• **EXERCISE MATERIALS**
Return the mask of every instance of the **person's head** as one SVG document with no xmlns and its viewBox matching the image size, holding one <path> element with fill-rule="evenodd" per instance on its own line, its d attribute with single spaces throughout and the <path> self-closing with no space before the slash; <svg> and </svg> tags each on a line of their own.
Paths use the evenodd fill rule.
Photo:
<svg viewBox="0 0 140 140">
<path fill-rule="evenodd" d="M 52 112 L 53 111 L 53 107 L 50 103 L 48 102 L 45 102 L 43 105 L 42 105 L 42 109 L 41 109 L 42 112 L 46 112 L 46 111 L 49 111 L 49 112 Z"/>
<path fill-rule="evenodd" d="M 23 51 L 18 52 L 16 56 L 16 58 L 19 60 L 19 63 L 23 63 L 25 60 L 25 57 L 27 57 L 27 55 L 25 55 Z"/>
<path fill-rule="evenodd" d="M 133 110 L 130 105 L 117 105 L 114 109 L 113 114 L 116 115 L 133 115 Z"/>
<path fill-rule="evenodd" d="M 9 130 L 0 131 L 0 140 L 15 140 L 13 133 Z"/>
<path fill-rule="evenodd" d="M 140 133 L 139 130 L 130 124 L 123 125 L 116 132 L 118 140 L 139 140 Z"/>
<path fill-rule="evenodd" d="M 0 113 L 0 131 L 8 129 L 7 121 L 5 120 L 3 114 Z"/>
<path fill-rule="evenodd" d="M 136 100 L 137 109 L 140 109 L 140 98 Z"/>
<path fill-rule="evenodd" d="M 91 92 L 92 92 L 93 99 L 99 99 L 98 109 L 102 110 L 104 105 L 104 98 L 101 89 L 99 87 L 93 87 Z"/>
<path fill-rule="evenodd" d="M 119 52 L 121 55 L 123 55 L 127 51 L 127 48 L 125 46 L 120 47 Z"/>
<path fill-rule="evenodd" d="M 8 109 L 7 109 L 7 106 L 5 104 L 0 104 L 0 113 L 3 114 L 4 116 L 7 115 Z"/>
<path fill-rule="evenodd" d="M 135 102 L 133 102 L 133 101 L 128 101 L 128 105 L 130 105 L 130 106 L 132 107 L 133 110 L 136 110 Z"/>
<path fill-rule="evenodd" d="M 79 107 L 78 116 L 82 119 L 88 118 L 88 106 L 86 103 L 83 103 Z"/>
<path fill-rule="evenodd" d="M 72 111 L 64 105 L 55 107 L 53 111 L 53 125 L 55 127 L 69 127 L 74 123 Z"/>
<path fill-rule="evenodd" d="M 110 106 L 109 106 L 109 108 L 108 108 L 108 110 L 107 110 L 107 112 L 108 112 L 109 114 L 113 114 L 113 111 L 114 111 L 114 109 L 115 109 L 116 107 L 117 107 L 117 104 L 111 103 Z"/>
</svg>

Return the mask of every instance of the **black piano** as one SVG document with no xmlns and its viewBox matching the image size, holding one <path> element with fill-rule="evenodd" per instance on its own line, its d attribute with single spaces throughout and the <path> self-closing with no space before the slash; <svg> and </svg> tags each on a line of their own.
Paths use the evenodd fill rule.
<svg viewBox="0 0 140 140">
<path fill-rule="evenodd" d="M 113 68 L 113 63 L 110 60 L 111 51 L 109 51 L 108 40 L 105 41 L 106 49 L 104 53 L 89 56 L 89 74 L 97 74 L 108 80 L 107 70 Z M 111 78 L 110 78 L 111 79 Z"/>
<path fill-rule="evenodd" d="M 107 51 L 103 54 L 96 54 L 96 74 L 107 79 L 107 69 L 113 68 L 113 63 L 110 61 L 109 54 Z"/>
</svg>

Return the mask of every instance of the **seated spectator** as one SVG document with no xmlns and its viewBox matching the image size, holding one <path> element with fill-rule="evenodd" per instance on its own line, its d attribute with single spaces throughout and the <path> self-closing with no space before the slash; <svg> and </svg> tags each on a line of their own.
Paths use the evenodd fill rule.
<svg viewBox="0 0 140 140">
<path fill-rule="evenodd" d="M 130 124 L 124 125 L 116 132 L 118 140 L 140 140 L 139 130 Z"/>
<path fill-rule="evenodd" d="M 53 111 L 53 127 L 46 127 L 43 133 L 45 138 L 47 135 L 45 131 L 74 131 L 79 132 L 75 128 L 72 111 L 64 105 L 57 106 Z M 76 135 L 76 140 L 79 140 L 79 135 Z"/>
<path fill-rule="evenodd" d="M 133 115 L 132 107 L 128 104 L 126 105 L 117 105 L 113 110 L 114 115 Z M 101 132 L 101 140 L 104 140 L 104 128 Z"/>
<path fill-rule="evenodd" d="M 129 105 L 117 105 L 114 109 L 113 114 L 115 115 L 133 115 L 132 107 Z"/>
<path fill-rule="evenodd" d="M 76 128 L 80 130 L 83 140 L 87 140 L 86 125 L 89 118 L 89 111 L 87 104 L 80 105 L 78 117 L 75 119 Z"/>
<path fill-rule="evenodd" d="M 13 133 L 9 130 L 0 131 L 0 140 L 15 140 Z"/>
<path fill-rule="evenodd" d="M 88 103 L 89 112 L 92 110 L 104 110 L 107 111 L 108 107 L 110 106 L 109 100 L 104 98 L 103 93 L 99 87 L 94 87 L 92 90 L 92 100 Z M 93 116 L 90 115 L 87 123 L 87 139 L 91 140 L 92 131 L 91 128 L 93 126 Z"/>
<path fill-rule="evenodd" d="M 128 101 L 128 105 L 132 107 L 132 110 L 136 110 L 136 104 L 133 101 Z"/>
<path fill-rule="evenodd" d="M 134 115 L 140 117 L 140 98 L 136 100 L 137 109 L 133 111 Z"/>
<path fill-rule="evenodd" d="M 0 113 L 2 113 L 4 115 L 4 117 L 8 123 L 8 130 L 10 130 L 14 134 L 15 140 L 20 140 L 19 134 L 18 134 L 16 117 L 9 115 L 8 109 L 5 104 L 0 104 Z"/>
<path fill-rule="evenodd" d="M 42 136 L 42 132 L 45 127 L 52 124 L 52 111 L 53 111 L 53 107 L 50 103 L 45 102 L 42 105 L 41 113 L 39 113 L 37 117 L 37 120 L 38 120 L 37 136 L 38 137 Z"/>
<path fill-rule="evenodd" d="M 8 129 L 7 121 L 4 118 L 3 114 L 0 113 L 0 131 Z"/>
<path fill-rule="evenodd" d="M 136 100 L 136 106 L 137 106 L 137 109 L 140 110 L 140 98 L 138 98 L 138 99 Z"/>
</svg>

==

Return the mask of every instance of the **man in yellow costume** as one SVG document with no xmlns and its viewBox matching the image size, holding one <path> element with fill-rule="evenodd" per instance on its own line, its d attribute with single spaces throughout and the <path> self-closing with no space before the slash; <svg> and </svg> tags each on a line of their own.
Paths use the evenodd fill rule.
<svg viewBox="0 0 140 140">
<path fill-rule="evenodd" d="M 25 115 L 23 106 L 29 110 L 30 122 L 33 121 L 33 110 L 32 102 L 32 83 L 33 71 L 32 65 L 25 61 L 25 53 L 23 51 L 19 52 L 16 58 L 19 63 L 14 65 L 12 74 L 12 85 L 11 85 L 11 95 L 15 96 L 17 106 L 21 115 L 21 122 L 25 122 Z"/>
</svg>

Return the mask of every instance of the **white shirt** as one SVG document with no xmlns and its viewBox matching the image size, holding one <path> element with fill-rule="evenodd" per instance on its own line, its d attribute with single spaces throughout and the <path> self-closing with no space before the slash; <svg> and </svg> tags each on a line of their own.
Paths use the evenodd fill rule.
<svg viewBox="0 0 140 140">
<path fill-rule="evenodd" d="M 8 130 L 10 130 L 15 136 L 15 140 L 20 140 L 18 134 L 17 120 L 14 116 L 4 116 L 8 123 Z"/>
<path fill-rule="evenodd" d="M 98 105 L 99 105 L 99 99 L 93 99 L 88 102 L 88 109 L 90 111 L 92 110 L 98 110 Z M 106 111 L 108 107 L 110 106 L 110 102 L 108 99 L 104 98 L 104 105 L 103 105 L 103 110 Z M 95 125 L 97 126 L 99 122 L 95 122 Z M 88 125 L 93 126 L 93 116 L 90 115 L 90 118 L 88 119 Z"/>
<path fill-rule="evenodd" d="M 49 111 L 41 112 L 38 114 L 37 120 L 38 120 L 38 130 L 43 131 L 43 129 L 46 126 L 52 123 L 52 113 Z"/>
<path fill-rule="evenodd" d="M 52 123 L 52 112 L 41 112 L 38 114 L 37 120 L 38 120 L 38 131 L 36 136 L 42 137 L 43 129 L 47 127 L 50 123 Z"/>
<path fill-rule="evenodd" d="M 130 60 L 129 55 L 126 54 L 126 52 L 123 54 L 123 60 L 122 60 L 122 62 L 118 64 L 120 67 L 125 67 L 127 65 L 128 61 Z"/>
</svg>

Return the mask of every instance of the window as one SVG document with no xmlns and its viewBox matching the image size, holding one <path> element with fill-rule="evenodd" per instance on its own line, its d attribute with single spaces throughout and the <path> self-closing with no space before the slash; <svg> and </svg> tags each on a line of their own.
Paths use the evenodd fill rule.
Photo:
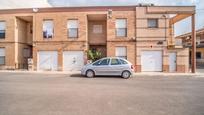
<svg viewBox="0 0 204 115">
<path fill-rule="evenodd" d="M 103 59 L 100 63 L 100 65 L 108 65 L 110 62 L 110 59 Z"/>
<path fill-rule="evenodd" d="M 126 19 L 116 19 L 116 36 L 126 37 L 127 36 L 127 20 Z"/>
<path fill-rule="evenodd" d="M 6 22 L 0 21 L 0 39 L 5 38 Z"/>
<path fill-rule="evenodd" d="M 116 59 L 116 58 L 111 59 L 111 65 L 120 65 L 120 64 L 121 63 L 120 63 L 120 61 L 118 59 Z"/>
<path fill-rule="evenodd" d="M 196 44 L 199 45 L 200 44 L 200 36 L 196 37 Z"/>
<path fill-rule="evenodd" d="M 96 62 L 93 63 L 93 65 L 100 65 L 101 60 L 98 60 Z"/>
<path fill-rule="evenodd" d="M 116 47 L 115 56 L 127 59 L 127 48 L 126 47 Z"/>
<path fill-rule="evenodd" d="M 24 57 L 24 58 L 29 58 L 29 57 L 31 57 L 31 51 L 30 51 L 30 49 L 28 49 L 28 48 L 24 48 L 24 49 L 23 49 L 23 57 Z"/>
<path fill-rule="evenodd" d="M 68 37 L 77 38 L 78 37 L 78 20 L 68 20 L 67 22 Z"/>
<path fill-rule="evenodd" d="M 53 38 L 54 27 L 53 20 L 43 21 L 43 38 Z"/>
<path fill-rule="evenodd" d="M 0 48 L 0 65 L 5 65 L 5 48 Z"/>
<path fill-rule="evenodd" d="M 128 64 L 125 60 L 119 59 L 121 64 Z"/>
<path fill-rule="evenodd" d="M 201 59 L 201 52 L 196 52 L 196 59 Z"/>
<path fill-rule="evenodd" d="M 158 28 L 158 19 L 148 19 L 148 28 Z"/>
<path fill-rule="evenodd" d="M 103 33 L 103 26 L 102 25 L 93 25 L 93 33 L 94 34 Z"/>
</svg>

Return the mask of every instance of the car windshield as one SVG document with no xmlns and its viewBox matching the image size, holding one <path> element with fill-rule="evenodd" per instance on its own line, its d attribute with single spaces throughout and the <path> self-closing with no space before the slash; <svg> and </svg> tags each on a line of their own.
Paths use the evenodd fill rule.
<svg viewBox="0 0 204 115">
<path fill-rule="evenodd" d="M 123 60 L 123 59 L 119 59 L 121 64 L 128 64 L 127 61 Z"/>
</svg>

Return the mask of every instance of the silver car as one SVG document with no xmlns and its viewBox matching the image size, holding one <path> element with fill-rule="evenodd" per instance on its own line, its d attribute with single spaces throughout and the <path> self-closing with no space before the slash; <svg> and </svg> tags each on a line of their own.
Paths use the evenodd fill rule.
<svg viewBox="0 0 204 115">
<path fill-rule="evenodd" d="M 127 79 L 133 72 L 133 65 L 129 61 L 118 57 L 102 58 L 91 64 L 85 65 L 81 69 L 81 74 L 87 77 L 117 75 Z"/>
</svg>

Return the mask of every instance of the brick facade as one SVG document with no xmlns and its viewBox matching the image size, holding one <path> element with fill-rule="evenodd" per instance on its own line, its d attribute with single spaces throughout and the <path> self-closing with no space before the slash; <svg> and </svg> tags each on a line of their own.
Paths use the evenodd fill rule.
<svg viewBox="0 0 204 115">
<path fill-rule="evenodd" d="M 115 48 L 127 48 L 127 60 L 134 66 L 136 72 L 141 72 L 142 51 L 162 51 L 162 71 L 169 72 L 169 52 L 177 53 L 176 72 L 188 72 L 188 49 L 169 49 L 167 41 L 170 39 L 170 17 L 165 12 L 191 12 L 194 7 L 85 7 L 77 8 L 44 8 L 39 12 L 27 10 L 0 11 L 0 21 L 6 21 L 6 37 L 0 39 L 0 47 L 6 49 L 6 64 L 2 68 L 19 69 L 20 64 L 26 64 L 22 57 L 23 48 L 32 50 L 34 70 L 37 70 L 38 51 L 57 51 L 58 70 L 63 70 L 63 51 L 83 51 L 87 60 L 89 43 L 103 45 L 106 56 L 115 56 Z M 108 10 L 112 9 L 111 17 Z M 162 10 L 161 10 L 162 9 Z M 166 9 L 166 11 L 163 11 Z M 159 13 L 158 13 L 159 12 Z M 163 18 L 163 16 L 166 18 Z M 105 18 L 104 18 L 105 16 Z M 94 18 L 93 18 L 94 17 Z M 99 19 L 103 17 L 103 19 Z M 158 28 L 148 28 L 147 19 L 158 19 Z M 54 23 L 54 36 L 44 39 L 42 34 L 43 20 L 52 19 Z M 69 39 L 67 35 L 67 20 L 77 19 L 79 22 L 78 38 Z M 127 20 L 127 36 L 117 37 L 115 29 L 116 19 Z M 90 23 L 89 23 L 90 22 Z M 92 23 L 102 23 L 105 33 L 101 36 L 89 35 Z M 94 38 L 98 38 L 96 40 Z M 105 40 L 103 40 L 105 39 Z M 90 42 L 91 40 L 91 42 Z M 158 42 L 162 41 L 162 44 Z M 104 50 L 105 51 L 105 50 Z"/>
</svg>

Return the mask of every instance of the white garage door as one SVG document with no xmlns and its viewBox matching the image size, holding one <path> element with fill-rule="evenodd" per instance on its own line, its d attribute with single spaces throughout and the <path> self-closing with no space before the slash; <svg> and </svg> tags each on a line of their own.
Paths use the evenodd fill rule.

---

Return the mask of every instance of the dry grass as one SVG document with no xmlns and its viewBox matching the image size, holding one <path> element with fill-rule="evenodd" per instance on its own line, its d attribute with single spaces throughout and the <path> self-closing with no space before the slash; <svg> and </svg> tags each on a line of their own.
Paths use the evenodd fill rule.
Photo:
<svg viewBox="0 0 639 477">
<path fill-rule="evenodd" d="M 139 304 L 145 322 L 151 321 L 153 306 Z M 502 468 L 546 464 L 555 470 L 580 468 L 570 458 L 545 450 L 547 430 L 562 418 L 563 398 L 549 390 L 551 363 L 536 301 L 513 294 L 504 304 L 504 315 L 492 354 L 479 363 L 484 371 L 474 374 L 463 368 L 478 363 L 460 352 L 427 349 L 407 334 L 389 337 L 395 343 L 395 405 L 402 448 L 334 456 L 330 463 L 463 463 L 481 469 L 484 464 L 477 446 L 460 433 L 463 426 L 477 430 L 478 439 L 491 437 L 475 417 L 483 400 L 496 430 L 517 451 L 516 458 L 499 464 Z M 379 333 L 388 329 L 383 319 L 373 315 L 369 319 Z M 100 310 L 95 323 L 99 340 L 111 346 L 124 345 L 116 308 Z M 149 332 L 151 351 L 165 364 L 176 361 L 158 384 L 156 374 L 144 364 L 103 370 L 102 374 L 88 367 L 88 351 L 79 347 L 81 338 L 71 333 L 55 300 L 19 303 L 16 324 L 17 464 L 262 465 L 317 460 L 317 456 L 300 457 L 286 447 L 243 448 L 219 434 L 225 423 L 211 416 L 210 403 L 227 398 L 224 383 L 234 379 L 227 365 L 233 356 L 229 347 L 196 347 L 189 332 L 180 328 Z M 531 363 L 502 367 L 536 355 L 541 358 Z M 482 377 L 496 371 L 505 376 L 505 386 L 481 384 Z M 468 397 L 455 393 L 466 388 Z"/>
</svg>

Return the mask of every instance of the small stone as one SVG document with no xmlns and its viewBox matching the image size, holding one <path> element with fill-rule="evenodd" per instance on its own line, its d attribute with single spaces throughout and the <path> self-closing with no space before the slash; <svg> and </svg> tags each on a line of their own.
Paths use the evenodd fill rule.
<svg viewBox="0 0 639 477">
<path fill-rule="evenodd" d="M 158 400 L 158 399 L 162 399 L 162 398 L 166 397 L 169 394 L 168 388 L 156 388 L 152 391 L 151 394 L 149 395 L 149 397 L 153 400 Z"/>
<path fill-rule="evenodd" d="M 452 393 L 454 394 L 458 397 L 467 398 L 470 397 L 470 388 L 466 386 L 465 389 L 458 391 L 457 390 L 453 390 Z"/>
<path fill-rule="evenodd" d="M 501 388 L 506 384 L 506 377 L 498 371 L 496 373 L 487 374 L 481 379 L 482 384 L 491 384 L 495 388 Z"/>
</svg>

• **AIM OF THE TASK**
Reproduce the stretch above from the line containing "Return the mask of every instance of the small" through the line containing "452 393 L 454", substituting "pebble" for "small stone" and leaving everything else unchanged.

• **TASK RESULT**
Return the mask of every instance of the pebble as one SVG document with no xmlns and its viewBox matching the image size, holding one <path> element with fill-rule="evenodd" per instance on its own line, its d attribute with single spaces throughout and the <path> self-closing with no space before the slash; <svg> and </svg> tags each on a line of their own.
Paths use the evenodd fill rule.
<svg viewBox="0 0 639 477">
<path fill-rule="evenodd" d="M 158 400 L 158 399 L 162 399 L 162 398 L 166 397 L 169 394 L 168 388 L 156 388 L 152 391 L 151 394 L 149 395 L 149 397 L 153 400 Z"/>
<path fill-rule="evenodd" d="M 452 393 L 454 394 L 458 397 L 467 398 L 470 397 L 470 388 L 466 386 L 465 389 L 458 391 L 457 390 L 453 390 Z"/>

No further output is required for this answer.